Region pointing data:

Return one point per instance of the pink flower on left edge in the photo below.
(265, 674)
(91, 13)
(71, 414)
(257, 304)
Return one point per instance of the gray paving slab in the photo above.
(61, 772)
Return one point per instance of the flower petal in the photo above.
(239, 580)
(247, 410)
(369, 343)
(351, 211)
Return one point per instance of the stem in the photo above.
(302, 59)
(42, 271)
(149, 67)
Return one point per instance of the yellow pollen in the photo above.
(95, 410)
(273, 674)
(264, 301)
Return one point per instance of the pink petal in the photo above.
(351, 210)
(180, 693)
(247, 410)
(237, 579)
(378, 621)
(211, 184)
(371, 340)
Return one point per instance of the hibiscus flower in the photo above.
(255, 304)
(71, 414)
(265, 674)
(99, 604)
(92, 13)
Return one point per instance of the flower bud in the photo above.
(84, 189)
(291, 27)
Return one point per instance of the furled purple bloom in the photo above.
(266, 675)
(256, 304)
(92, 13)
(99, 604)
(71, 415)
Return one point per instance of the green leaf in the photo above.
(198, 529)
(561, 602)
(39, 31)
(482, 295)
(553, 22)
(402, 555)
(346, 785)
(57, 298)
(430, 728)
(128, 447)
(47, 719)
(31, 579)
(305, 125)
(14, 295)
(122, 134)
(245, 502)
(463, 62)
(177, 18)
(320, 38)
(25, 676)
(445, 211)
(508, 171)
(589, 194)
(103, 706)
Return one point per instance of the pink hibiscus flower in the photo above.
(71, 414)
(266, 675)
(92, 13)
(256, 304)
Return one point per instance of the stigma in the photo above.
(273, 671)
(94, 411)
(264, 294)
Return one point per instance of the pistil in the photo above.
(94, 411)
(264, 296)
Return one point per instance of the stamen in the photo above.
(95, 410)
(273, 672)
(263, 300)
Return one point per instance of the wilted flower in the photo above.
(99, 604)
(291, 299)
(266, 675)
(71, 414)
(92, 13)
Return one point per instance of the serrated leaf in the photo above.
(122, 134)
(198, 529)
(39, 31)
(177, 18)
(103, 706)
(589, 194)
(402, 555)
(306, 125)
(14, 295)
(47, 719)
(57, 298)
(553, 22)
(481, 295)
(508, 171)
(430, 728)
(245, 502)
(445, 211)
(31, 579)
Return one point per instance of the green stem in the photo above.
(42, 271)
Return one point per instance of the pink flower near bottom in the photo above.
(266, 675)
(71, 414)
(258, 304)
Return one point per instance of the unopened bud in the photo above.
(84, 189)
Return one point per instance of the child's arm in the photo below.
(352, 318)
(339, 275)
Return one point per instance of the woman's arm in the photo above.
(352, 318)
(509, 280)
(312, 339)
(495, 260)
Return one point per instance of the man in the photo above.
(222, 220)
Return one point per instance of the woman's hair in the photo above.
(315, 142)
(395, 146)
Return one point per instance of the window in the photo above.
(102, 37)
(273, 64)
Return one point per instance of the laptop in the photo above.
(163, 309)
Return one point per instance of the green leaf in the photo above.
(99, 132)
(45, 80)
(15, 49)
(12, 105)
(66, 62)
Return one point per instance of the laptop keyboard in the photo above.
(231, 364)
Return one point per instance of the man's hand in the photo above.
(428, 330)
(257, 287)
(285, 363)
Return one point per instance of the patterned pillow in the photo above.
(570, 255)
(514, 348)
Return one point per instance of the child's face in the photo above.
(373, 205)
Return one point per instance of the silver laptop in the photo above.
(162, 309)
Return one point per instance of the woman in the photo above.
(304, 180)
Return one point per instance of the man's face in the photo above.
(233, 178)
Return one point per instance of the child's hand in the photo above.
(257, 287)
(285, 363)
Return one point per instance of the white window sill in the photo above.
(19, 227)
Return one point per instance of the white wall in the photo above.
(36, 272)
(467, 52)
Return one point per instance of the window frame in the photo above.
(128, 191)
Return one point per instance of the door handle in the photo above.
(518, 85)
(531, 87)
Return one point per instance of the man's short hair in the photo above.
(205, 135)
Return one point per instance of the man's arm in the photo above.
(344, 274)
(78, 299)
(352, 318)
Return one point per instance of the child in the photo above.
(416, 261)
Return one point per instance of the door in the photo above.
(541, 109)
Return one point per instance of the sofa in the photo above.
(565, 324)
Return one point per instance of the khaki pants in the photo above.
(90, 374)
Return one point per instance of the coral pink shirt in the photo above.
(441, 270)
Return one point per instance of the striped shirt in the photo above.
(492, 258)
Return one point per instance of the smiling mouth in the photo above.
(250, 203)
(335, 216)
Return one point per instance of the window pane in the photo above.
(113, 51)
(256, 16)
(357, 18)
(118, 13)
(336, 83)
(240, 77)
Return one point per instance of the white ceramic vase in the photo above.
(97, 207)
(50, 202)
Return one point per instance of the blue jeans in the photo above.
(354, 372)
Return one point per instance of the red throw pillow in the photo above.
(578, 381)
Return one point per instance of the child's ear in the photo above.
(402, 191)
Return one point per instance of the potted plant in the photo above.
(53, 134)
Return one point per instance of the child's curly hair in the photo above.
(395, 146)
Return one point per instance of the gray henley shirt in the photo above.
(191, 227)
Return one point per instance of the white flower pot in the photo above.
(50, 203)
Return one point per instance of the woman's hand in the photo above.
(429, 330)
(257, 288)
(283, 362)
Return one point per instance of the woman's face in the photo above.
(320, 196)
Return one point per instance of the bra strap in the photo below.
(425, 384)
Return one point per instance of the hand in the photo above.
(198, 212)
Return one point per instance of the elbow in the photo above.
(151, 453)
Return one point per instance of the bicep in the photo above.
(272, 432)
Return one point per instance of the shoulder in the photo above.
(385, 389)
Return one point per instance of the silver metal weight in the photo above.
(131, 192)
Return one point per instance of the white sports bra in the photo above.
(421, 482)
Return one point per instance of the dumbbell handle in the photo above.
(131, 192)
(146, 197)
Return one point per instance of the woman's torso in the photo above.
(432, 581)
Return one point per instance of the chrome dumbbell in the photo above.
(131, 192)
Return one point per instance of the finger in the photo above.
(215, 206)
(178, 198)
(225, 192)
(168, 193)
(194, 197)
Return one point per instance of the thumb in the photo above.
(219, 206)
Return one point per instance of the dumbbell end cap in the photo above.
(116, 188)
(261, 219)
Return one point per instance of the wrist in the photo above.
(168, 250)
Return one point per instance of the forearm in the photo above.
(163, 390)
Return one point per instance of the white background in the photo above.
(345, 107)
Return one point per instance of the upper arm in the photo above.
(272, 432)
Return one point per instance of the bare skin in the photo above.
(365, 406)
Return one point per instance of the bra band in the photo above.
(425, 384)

Brief: Please give the full set of data again exactly.

Answer box:
Return one point per instance of the pink flower on left edge in the photo below.
(265, 674)
(91, 13)
(71, 414)
(257, 304)
Return one point per instance of the gray paving slab in the photo above.
(61, 772)
Return one point per instance of the flower petal in the photo above.
(239, 580)
(247, 410)
(369, 343)
(351, 211)
Return one point per instance of the stem in the photo above.
(302, 59)
(42, 271)
(149, 67)
Return one point per instance of the yellow pollen in the photo above.
(95, 410)
(273, 674)
(264, 301)
Return one point per instance of the pink petal in the photo above.
(351, 210)
(180, 693)
(247, 410)
(237, 579)
(378, 621)
(211, 184)
(371, 340)
Return one point per instance of the hibiscus flower in the photo above.
(255, 304)
(71, 414)
(265, 674)
(99, 604)
(92, 13)
Return one point per instance of the flower bud in the photo above.
(84, 189)
(291, 27)
Return one point per instance of the furled purple bloom in the photo above.
(266, 675)
(256, 304)
(92, 13)
(99, 604)
(71, 415)
Return one point per instance of the green leaf in the photo above.
(198, 529)
(561, 602)
(39, 31)
(482, 295)
(553, 22)
(402, 555)
(346, 785)
(57, 298)
(430, 728)
(128, 447)
(47, 719)
(31, 579)
(305, 125)
(14, 295)
(122, 134)
(245, 502)
(463, 62)
(177, 18)
(320, 38)
(25, 676)
(445, 211)
(508, 171)
(589, 194)
(103, 706)
Return one point per instance of the pink hibiscus flower in the photo above.
(71, 414)
(266, 675)
(92, 13)
(256, 304)
Return one point per instance of the stigma in the photo above.
(273, 671)
(94, 411)
(264, 294)
Return one point per instance of the pistil in the photo above.
(94, 411)
(264, 296)
Return one point per instance of the stamen in the photo above.
(95, 410)
(273, 672)
(263, 300)
Return one point per instance of the wilted flower in the photo above.
(99, 604)
(291, 299)
(266, 675)
(71, 414)
(92, 13)
Return one point per instance of the serrated leaf in the photo above.
(122, 134)
(198, 529)
(39, 31)
(177, 18)
(103, 706)
(589, 194)
(402, 555)
(306, 125)
(14, 295)
(47, 719)
(57, 298)
(553, 22)
(481, 295)
(508, 171)
(430, 728)
(245, 502)
(445, 211)
(31, 579)
Return one point per instance of the green stem in the photo above.
(42, 271)
Return one point per instance of the pink flower near bottom in the photo above.
(266, 675)
(71, 414)
(258, 304)
Return one point per instance of the unopened bud in the photo above.
(84, 189)
Return one point per instance of the child's arm in the photo below.
(352, 318)
(339, 275)
Return one point per instance of the woman's arm in the photo above.
(352, 318)
(509, 280)
(312, 339)
(495, 260)
Return one point per instance of the man in the photo above.
(222, 220)
Return one point per instance of the woman's hair in the photo above.
(315, 142)
(395, 146)
Return one point per instance of the window in the photo above.
(102, 37)
(273, 64)
Return one point per instance of the laptop in the photo above.
(163, 309)
Return one point per instance of the green leaf in the photo above.
(99, 132)
(45, 80)
(15, 49)
(12, 105)
(66, 62)
Return one point per instance of the laptop keyboard in the photo above.
(231, 364)
Return one point per instance of the man's hand in the photo above.
(428, 330)
(257, 287)
(285, 363)
Return one point per instance of the patterned pillow in the photo above.
(570, 255)
(514, 348)
Return one point per instance of the child's face in the photo above.
(373, 205)
Return one point per instance of the silver laptop in the photo above.
(162, 309)
Return one point per instance of the woman in the photo above.
(304, 180)
Return one point per instance of the man's face in the photo above.
(233, 178)
Return one point per instance of the child's hand in the photo above.
(257, 287)
(285, 363)
Return one point per instance of the white window sill in the photo above.
(19, 227)
Return one point per instance of the white wall in the photo above.
(36, 272)
(467, 52)
Return one point per instance of the window frame in the photo above.
(128, 191)
Return one point per instance of the door handle in the photo above.
(518, 85)
(531, 87)
Return one point per instance of the man's short hair in the photo above.
(205, 135)
Return one point per instance of the man's arm in the photo above.
(344, 274)
(78, 299)
(352, 318)
Return one point per instance of the child in the photo above.
(416, 261)
Return one point per instance of the door in the photo above.
(541, 109)
Return one point per instance of the sofa in the photo above.
(565, 324)
Return one point per instance of the khaki pants in the photo above.
(90, 374)
Return one point per instance of the coral pink shirt in the photo above.
(441, 270)
Return one point per instance of the striped shirt in the photo above.
(492, 258)
Return one point per instance of the smiling mouth in the photo above.
(250, 203)
(335, 216)
Return one point per instance of the window pane in the photo above.
(113, 51)
(256, 16)
(357, 18)
(118, 13)
(336, 83)
(240, 77)
Return one point per instance of the white ceramic vase in the photo above.
(97, 207)
(50, 202)
Return one point per instance of the blue jeans in the photo above.
(354, 372)
Return one point per instance of the red throw pillow in the photo above.
(578, 381)
Return one point per instance of the child's ear in the photo above.
(402, 191)
Return one point per instance of the potted plant in the photo above.
(53, 134)
Return one point per instance of the child's curly hair in the photo above.
(395, 146)
Return one point per instance of the gray henley shirt in the photo above.
(191, 227)
Return one point per instance of the white flower pot in the photo above.
(50, 203)
Return one point per instance of the woman's hand in the photo above.
(429, 330)
(257, 288)
(283, 362)
Return one point per instance of the woman's face in the photo above.
(320, 196)
Return one point per instance of the bra strap in the photo below.
(425, 384)
Return one point per instance of the hand in the photo above.
(198, 212)
Return one point per instance of the elbow in the photo above.
(151, 453)
Return one point per instance of the bicep in the photo above.
(272, 432)
Return one point per instance of the shoulder in the photo above.
(385, 389)
Return one point per instance of the silver metal weight in the photo above.
(131, 192)
Return one point per instance of the white sports bra in the photo above.
(421, 482)
Return one point per instance of the dumbbell handle in the photo above.
(131, 192)
(146, 197)
Return one point per instance of the woman's torso in the photo above.
(432, 581)
Return one point per instance of the chrome dumbbell in the photo above.
(131, 192)
Return one point per instance of the finger in the photo above.
(215, 206)
(178, 198)
(225, 192)
(168, 193)
(194, 197)
Return one point per instance of the thumb in the photo above.
(219, 206)
Return one point per instance of the dumbbell end cap in the photo above.
(116, 188)
(261, 219)
Return one point per instance of the wrist in the photo above.
(168, 250)
Return one point per instance of the forearm in the photo above.
(163, 390)
Return one point per instance of the white background in the photo above.
(345, 107)
Return one point per instance of the upper arm in the photo above.
(272, 432)
Return one point per instance of the bare skin in the photo above.
(365, 406)
Return one point per instance of the bra band in the photo above.
(425, 384)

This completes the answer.